## Required task
List every line of the data below that contains the string "safety".

(Entries from a point annotation set)
____________________
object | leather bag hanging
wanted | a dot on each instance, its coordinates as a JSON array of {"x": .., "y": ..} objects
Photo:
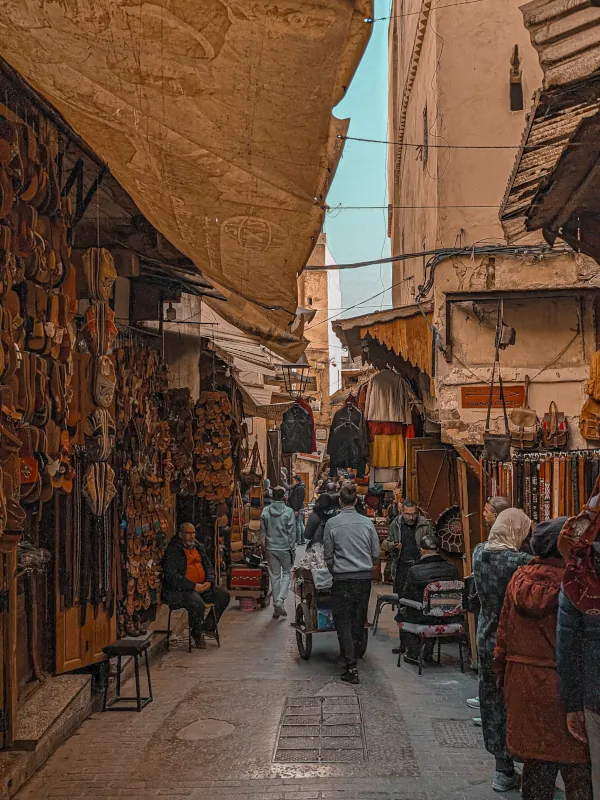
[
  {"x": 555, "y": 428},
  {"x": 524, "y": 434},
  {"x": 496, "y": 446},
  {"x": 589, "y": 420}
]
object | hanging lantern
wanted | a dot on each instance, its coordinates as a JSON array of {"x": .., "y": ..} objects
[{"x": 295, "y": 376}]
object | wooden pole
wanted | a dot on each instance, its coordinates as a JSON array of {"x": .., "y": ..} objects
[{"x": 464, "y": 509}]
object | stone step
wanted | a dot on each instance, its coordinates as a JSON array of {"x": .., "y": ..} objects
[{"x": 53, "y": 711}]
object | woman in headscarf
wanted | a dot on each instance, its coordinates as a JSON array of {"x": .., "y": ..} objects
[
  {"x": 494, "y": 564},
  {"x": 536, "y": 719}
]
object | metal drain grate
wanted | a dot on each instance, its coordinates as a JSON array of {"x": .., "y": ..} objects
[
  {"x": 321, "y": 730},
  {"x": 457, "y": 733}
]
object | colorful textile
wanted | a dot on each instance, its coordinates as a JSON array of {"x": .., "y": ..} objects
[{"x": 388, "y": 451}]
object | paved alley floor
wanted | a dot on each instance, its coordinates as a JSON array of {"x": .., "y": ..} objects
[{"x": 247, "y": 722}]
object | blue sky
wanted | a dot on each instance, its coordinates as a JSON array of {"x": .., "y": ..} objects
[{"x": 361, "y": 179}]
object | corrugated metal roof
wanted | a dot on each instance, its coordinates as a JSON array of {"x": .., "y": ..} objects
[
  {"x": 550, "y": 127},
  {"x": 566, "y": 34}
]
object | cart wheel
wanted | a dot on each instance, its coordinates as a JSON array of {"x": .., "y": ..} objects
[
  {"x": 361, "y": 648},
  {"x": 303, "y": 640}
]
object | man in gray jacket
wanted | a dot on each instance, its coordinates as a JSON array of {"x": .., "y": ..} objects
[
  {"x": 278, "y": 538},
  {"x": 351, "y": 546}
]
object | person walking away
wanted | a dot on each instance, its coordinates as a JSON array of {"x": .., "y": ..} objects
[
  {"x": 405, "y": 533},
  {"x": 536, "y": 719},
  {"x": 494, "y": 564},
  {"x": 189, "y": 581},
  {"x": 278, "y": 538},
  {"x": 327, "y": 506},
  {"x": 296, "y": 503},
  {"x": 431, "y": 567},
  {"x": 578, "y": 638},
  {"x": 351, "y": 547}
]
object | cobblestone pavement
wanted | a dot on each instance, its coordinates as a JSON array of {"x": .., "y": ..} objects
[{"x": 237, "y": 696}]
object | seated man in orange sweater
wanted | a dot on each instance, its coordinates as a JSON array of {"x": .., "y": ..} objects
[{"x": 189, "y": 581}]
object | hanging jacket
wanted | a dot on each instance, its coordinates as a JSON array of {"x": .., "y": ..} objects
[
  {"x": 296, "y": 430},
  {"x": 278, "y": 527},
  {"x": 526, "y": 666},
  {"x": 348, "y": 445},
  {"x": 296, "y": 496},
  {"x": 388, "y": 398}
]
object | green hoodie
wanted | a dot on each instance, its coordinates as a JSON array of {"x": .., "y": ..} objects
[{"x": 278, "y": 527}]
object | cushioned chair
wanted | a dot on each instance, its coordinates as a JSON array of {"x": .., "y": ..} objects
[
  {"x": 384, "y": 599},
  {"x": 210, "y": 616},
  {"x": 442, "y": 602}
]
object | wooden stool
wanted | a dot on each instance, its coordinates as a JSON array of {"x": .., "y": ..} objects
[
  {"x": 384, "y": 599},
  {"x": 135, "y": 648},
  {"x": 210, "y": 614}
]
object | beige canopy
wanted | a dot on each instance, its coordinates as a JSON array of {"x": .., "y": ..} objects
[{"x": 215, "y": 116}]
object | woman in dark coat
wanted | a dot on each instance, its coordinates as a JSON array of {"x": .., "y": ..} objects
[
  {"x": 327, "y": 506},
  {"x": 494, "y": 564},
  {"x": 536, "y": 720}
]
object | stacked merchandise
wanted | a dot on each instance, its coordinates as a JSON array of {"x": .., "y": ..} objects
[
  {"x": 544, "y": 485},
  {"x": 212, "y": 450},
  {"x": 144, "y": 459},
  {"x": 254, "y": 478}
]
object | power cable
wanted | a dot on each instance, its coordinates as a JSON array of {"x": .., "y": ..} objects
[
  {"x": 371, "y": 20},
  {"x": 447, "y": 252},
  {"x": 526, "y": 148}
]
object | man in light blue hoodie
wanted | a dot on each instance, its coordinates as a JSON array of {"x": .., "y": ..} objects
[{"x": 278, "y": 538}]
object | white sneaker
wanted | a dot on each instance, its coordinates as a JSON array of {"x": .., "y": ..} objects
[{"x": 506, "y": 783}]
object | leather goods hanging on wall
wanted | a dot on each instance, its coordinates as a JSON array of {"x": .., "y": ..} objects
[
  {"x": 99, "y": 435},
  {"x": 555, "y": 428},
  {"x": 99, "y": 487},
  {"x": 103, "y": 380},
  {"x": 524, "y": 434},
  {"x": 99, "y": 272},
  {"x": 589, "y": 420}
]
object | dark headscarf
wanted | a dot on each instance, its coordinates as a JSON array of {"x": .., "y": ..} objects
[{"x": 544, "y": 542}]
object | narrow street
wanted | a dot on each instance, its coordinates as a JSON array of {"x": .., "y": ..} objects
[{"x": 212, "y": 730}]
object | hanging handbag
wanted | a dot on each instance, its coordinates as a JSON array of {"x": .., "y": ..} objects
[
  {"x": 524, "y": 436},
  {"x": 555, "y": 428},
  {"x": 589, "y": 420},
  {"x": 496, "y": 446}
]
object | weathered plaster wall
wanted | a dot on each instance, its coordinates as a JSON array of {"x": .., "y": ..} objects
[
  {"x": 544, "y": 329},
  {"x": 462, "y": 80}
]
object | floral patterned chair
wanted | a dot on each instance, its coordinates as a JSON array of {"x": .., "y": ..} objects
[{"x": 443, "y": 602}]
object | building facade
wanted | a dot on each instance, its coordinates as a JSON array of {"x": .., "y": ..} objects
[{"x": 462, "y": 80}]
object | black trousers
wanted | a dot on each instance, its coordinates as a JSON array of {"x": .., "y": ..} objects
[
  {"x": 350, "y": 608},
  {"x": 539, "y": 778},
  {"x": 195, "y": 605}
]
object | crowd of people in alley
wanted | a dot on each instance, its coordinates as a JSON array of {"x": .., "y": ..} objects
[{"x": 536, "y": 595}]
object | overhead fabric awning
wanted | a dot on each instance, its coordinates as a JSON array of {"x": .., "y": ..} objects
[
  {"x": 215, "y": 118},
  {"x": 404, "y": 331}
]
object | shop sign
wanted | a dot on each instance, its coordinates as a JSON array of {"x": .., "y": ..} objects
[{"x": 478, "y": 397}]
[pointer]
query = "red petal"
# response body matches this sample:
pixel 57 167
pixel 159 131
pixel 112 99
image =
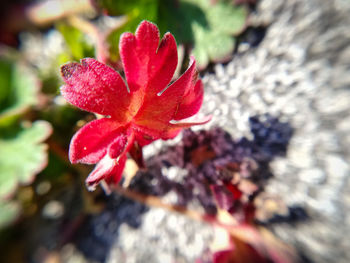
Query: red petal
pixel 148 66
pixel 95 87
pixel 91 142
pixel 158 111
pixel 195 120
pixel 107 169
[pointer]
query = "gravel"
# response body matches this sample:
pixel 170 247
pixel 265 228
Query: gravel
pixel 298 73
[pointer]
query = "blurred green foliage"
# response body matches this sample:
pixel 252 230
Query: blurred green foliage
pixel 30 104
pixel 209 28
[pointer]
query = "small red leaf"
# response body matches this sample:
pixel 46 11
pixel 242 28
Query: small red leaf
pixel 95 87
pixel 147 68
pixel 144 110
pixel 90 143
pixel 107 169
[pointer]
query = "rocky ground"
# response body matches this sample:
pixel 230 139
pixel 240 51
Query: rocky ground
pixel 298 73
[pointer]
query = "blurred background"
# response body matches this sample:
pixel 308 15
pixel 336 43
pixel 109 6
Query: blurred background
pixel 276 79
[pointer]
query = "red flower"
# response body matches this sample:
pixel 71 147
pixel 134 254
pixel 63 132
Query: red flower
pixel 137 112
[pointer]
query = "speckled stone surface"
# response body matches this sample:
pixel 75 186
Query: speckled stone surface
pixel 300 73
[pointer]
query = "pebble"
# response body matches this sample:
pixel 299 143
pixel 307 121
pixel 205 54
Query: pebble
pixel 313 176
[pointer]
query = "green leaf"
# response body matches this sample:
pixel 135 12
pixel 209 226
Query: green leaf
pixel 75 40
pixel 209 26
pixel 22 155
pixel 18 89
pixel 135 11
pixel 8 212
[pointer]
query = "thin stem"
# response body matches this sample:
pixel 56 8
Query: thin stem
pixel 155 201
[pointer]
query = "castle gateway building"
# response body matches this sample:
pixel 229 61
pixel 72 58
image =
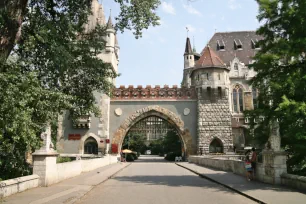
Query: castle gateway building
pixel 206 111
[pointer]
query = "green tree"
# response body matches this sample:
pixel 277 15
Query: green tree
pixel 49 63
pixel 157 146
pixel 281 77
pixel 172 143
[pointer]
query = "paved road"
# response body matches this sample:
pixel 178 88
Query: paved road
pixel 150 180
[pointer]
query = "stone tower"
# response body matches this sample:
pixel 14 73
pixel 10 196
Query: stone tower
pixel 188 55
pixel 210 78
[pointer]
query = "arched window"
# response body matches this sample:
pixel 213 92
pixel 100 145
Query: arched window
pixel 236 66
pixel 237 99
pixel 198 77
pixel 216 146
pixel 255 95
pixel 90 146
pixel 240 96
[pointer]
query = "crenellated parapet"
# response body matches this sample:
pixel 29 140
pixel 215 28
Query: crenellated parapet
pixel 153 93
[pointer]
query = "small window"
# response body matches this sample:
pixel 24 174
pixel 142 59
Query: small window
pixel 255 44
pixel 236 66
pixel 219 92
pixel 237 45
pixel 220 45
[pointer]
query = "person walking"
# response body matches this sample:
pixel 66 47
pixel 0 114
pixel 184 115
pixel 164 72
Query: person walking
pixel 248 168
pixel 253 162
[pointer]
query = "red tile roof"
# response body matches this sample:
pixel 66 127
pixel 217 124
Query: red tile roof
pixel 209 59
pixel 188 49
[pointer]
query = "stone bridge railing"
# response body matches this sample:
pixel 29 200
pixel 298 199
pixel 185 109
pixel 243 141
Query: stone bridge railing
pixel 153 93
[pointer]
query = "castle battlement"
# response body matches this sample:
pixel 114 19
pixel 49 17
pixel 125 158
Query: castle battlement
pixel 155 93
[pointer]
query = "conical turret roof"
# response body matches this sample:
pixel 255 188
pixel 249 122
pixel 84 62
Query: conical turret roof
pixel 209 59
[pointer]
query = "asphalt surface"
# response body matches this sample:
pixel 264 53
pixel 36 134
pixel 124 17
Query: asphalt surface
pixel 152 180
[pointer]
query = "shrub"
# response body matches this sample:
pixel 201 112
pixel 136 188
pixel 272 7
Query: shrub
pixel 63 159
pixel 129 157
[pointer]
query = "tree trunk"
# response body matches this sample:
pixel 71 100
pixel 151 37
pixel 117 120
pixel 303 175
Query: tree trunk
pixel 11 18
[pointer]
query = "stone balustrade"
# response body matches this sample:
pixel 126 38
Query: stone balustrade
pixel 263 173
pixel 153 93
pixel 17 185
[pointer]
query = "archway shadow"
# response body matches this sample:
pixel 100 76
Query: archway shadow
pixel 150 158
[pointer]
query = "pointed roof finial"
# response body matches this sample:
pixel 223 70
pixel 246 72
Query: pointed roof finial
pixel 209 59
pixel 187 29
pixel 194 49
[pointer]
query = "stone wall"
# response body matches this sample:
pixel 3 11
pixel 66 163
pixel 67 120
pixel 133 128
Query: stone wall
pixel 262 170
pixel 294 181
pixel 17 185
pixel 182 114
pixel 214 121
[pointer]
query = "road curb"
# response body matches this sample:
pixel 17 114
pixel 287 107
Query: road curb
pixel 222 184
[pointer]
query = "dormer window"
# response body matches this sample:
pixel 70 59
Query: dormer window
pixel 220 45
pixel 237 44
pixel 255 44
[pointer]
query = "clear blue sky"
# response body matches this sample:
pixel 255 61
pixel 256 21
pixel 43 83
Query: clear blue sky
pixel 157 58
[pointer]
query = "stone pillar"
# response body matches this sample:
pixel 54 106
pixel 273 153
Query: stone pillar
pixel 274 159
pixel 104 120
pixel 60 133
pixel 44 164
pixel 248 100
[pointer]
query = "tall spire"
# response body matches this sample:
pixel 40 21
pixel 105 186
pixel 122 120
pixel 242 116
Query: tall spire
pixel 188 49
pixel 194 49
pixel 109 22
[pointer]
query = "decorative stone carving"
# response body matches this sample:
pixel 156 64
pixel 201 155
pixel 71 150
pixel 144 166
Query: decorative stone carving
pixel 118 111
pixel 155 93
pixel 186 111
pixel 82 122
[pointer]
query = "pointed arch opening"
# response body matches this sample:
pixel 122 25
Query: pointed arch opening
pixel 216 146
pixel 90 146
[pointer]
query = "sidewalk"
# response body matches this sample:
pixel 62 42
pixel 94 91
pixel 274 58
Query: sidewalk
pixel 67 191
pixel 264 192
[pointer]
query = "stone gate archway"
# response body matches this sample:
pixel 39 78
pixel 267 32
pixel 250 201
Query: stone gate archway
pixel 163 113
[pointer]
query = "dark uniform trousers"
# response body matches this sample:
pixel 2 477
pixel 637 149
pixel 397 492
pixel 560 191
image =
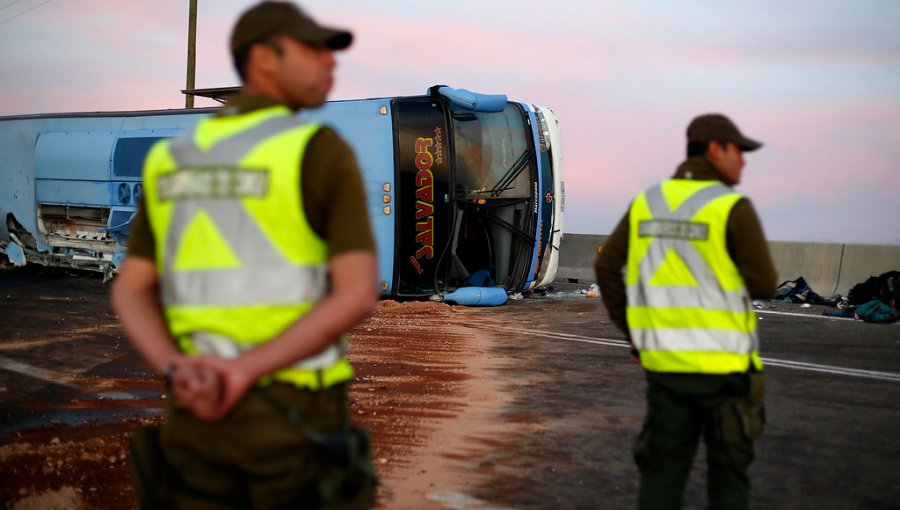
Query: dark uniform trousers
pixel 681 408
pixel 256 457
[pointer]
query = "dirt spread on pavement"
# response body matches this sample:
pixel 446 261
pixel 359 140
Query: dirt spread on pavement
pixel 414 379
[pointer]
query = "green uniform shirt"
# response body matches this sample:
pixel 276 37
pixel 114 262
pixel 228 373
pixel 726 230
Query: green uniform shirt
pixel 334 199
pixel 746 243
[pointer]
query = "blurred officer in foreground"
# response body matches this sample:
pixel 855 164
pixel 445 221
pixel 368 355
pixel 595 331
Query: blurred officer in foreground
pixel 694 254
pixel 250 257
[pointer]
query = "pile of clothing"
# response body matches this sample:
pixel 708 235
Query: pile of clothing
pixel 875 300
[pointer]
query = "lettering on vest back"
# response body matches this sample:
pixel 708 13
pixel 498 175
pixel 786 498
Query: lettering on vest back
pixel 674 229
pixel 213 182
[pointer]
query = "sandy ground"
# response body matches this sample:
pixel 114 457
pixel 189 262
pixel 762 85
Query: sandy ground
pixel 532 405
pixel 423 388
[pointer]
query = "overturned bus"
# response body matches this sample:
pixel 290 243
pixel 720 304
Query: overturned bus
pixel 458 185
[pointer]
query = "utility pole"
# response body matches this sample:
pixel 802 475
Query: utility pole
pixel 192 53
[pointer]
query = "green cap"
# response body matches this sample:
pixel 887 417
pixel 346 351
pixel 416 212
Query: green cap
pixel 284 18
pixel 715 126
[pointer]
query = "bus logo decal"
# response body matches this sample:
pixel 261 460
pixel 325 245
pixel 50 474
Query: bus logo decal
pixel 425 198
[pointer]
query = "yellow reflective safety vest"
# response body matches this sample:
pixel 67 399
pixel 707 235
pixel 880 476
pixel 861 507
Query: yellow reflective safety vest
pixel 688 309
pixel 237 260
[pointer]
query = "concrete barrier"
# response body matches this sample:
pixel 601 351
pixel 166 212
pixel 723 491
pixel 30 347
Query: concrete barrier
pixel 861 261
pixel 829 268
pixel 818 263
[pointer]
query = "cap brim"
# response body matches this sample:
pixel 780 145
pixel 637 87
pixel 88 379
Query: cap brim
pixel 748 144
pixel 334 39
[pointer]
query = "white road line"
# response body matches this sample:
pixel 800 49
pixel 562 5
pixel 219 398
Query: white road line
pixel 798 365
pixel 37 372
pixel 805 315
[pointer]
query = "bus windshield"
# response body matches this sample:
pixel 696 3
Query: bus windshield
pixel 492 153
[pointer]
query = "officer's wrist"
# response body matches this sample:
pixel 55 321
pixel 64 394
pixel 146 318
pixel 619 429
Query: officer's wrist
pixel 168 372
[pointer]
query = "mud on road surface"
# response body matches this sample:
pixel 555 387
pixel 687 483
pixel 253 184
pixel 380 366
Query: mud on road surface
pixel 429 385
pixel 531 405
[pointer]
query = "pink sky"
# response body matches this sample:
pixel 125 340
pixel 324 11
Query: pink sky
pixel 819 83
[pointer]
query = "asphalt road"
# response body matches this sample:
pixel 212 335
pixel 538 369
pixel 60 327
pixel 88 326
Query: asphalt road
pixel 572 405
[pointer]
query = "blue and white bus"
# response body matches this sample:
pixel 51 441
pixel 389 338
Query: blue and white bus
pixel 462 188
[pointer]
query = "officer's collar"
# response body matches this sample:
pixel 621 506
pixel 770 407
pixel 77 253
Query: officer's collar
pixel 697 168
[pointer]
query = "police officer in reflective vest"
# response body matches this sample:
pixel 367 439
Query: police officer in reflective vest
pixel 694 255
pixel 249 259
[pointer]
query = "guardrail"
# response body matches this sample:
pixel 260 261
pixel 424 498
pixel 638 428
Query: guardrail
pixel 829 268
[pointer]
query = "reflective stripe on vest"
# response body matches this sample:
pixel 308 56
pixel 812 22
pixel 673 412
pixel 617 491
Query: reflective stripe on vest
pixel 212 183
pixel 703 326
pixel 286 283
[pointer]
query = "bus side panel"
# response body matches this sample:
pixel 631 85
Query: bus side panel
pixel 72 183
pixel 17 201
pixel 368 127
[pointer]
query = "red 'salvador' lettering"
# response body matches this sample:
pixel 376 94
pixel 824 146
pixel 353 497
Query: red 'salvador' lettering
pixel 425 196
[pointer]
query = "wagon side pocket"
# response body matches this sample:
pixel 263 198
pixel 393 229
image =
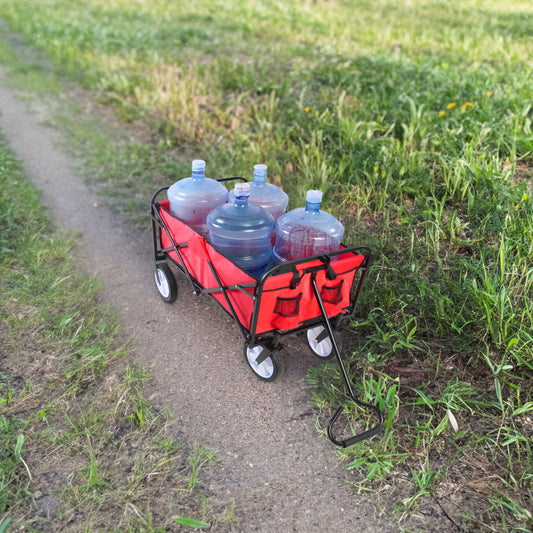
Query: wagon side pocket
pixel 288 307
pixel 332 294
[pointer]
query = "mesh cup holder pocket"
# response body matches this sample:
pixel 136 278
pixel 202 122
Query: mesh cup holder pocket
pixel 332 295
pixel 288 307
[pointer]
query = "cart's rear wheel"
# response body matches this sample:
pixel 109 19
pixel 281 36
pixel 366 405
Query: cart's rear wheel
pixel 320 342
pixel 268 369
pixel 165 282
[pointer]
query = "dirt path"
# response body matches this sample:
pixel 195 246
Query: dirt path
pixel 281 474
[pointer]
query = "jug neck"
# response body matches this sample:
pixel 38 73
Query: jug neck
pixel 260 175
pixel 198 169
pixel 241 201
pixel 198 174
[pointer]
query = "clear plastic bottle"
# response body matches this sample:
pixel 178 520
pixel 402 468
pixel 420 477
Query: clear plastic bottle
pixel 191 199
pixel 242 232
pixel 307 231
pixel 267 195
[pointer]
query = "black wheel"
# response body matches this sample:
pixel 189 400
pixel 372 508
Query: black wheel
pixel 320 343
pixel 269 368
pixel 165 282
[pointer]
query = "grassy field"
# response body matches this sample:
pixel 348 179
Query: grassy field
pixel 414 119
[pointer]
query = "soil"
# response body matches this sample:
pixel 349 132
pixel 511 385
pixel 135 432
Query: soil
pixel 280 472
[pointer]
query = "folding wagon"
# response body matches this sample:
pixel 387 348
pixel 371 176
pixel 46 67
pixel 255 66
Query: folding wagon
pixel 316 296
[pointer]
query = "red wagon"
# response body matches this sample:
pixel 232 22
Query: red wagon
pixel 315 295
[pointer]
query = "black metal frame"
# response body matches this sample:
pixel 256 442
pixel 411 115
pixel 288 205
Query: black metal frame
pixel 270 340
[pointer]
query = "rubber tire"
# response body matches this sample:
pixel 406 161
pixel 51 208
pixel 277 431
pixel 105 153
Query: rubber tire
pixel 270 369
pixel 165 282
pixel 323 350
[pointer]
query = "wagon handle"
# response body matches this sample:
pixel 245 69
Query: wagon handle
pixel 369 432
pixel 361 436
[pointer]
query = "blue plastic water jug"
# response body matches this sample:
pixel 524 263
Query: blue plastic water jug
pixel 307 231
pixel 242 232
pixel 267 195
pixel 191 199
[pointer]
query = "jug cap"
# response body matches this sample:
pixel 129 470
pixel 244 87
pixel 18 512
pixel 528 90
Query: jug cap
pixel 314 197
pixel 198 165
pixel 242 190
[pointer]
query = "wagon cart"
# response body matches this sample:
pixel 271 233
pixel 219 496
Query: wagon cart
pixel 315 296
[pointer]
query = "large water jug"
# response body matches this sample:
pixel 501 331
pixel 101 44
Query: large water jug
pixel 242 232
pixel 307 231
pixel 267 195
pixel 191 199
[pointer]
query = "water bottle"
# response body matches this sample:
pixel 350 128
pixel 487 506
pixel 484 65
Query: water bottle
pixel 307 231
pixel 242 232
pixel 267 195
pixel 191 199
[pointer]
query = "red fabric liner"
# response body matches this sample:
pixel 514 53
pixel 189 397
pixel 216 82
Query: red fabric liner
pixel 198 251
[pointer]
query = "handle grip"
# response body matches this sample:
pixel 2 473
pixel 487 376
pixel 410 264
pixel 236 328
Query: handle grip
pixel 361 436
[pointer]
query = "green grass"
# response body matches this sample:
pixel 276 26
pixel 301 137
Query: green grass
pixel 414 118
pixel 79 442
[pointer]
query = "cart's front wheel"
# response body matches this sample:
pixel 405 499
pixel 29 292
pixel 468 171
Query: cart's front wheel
____________________
## Answer
query = "yellow reflective safety vest"
Query: yellow reflective safety vest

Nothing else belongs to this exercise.